Document segment:
--- START ---

And no matter which group she joined, she always managed to become its leader. She served as president of organizations such as the Rotary Club, the Adirondack Business and Professional Women’s Club, the Gold Medal BNI chapter and the Thomas Shipman Sr. Memorial Youth Center’s Board of Directors.
“She doesn’t give up. She’ll push and push. She made things happen,” Perkins said.
When Lake Placid youth police officer Thomas Shipman Sr. died unexpectedly in 1995, a group of residents banded together to build a youth center, which was Shipman’s dream. Leonard soon became the board’s president.
“She just picked it up and ran with it and figured out how to do it,” Perkins said. “There were so many people involved with that, but it was really her picking it up when he passed away and making sure that that dream didn’t die and made sure that it got done.”
The Shipman Youth Center opened in June 1999.
“It’s been a long three years,” Leonard told the News at the time. “It’s been challenging … but it’s worth it.”
With her many contributions to the community over the years, friends and family members have known the “tireless” and “hard-working” side of Leonard.
She was also active in the Lake Placid Pee Wee Association and a proud charter member of the Tri-Lakes Business and Networking Group, serving as area director, president, vice president, membership committee member, education coordinator and a mentor to new members.
When thinking about the Rotary Club meetings, Perkins thought of another word to describe Leonard: “creative.”
“She just always had great ideas,” Perkins said. “We’d say, ‘How are we going to pull this off?’ And Tina would find a way to pull it off. … I feel like we are at such a loss, losing her. She was a huge part of our club and how we did the things we did.”

--- END ---

Information:
--- START ---

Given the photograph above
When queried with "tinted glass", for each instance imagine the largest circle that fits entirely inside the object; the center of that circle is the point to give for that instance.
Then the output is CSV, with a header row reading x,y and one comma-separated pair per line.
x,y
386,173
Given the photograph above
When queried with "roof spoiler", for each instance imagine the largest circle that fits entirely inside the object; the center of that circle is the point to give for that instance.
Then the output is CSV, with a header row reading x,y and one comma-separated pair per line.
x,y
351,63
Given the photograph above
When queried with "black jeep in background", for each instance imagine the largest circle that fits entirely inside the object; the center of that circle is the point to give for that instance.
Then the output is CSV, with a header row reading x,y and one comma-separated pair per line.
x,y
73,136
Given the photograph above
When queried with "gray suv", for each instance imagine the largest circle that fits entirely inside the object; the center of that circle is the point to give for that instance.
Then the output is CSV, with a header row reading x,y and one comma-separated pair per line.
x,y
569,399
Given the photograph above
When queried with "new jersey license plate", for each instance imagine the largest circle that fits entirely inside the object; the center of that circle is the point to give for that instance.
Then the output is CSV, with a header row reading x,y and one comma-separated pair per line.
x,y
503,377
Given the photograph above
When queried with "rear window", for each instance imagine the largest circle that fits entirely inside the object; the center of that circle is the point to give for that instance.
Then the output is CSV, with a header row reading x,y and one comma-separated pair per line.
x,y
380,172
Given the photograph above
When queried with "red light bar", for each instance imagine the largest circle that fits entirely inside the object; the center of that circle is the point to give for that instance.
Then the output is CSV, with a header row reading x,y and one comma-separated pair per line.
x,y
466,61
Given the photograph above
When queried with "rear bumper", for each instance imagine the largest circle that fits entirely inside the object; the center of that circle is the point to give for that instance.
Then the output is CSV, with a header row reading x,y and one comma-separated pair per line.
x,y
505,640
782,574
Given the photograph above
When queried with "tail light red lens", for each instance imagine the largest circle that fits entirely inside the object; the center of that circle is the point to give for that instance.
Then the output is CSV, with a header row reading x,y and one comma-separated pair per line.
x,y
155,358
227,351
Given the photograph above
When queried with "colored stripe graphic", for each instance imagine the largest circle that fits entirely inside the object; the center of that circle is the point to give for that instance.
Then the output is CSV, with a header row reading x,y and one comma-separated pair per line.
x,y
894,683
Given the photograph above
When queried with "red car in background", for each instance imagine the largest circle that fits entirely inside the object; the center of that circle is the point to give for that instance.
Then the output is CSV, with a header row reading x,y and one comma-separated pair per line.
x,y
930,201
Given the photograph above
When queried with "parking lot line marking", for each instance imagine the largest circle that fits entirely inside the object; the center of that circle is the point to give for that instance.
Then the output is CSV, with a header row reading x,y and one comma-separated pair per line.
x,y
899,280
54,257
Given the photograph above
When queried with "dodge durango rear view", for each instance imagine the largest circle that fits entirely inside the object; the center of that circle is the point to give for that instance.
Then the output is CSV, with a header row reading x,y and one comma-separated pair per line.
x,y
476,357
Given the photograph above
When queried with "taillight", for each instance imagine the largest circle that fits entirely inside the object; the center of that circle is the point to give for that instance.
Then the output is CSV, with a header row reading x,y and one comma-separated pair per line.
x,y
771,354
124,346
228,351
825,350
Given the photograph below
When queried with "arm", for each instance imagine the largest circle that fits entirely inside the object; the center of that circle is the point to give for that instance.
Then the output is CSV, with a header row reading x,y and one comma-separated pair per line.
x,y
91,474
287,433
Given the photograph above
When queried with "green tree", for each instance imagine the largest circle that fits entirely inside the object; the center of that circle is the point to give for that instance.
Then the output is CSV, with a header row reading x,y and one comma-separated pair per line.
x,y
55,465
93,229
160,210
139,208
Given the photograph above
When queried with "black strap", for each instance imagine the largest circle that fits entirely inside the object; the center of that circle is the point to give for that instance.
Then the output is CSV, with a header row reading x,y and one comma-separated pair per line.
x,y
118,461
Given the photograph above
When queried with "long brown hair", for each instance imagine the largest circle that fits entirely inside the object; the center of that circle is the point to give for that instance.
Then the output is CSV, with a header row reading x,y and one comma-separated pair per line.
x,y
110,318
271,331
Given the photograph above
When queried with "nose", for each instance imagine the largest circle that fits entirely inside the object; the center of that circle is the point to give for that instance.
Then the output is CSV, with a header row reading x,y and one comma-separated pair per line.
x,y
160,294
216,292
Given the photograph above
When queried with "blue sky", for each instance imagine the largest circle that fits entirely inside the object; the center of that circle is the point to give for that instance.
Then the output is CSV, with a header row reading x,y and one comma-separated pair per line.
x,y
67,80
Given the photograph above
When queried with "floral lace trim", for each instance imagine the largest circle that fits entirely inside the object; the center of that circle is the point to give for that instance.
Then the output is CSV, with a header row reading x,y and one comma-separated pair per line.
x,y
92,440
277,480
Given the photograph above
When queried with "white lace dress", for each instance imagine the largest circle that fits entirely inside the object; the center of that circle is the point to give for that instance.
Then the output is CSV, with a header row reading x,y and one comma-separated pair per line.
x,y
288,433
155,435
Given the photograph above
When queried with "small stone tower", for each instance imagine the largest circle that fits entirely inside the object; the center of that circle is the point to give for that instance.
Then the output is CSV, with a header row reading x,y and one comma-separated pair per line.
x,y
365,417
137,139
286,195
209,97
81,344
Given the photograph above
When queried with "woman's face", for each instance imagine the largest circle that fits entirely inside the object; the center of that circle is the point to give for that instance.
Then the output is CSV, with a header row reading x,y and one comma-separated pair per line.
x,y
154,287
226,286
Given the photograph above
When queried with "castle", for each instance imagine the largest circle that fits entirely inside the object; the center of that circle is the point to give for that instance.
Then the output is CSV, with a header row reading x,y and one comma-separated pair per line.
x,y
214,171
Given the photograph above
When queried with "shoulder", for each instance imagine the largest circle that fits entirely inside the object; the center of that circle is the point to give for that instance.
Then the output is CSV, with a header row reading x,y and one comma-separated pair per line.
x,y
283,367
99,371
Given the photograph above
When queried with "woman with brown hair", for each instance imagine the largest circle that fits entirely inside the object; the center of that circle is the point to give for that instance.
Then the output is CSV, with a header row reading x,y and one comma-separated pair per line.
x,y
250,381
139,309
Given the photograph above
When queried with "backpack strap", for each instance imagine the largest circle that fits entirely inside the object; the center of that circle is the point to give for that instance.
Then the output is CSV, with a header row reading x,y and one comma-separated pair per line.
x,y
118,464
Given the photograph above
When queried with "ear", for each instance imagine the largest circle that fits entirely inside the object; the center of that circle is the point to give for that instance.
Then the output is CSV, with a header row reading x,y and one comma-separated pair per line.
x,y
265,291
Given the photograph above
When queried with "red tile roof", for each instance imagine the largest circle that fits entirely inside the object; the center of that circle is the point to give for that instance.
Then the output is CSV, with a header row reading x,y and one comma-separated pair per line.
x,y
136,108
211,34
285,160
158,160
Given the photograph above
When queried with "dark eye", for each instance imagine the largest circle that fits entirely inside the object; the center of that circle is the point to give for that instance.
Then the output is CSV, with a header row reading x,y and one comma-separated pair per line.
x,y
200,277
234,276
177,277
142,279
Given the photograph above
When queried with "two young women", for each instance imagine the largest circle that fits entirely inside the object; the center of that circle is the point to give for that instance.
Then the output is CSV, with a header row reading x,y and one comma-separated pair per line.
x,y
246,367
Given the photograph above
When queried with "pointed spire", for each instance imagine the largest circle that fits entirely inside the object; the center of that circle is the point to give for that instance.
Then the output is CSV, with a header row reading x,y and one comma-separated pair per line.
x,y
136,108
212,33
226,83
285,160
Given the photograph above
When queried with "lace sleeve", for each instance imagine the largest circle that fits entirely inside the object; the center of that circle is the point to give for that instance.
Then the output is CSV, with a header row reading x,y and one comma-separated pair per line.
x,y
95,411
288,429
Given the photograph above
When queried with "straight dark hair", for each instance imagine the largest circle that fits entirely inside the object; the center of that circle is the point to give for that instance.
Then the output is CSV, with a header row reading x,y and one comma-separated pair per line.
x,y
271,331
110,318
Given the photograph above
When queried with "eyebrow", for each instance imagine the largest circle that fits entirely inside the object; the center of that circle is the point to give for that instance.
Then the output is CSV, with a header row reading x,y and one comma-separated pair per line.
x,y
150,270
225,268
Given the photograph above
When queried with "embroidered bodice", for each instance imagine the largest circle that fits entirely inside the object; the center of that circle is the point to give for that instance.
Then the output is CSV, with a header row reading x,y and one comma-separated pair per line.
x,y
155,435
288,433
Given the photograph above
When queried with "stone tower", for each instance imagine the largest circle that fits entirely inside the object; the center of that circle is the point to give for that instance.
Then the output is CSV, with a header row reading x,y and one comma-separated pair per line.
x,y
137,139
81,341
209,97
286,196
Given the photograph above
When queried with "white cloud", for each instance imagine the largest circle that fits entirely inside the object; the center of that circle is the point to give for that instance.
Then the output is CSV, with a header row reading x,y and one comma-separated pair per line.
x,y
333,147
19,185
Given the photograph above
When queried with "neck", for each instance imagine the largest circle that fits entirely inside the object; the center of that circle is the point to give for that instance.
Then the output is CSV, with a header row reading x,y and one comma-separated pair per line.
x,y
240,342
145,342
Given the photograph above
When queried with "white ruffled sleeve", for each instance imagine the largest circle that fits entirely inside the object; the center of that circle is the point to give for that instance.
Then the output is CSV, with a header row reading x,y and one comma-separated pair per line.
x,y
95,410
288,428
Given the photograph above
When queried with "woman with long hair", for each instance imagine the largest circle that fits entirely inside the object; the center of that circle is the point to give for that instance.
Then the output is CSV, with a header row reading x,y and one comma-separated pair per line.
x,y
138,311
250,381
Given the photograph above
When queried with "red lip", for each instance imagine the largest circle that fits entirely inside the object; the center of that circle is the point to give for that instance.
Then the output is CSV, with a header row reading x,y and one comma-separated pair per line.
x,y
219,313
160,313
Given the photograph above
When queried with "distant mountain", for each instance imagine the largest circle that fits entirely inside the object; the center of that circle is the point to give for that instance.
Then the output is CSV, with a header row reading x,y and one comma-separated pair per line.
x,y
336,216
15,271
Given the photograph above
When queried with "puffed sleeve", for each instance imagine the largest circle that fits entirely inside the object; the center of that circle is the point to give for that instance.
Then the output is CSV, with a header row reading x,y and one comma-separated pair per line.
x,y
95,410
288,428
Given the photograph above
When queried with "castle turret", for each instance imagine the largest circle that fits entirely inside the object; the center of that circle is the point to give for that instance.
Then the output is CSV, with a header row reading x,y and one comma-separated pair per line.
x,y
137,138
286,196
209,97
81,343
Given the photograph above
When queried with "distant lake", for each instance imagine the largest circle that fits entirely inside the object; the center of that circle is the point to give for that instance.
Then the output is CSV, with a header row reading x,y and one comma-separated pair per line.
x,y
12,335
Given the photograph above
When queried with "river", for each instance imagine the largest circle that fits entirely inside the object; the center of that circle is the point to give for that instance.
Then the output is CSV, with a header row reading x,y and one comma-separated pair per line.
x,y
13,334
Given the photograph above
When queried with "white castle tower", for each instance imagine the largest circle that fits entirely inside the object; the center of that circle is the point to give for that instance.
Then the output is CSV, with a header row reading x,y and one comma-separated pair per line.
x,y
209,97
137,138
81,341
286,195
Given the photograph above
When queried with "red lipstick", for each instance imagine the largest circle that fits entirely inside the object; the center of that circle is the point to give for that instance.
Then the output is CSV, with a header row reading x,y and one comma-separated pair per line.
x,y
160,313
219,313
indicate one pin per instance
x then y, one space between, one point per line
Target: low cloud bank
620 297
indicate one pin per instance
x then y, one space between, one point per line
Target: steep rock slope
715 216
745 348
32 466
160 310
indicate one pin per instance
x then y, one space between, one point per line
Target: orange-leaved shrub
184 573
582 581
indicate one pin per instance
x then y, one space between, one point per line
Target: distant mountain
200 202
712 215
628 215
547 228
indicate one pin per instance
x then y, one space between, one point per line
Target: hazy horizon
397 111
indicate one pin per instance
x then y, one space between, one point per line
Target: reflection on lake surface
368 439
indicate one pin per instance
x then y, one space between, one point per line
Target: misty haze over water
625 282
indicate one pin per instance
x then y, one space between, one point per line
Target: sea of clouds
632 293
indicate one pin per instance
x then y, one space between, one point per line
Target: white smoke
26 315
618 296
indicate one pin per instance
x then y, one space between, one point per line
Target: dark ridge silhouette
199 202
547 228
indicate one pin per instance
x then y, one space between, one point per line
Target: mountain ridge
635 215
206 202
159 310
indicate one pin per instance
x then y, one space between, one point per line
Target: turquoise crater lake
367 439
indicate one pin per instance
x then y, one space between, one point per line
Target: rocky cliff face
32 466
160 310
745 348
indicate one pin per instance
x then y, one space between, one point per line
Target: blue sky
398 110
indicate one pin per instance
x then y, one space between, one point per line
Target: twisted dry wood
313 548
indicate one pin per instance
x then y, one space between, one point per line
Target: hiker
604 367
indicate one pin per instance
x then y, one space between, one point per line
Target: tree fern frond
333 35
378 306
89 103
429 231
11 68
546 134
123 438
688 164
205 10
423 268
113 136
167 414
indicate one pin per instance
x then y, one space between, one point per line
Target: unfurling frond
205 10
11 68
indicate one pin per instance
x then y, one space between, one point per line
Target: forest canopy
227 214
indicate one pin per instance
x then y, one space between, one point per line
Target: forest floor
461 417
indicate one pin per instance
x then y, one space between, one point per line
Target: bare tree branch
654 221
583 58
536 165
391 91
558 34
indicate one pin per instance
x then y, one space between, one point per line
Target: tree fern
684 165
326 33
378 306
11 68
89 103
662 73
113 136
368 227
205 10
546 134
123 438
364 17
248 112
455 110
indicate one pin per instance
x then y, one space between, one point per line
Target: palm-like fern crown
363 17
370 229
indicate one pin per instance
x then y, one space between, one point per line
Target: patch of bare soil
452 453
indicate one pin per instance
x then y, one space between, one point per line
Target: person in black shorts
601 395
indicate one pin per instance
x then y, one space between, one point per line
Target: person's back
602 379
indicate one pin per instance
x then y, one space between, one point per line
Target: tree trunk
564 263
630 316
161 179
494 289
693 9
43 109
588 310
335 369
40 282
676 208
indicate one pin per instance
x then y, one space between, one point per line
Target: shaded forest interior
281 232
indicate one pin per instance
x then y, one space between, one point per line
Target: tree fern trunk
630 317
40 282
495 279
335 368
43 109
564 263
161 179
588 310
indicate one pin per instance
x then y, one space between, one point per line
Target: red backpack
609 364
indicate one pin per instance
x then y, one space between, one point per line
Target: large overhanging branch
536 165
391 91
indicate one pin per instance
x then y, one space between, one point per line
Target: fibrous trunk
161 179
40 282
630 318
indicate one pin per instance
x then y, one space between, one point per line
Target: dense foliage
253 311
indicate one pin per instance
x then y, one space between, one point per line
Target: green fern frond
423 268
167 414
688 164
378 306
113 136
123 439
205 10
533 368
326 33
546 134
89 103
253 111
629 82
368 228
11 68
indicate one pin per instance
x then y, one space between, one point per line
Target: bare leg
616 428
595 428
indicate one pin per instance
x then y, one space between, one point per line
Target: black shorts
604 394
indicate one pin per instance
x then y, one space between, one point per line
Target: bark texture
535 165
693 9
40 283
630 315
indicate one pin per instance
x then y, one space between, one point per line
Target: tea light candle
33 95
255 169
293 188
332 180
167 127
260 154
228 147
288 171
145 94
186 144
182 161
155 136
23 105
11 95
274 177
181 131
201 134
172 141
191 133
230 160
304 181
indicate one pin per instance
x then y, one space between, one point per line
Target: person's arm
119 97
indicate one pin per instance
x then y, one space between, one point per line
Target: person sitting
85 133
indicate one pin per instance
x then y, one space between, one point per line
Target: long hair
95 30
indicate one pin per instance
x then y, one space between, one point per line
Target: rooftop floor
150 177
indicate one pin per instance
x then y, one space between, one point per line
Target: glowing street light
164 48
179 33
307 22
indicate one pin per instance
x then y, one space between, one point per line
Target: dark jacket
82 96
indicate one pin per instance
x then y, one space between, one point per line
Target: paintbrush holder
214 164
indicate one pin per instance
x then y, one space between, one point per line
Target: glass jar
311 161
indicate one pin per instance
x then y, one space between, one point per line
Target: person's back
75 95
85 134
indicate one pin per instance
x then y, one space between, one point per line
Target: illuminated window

--- END ---

Using the text about Leonard above, decide whether each of these statements agrees with it. Answer yes or no for each, and quote the words of the text that decide it.
1. Leonard served as president of the Rotary Club.
2. The Shipman Youth Center opened in 1995.
3. Perkins used the word "creative" for Leonard when thinking about the Rotary Club meetings.

1. Yes: "She served as president of organizations such as the Rotary Club"
2. No: "The Shipman Youth Center opened in June 1999."
3. Yes: "When thinking about the Rotary Club meetings, Perkins thought of another word to describe Leonard: "creative.""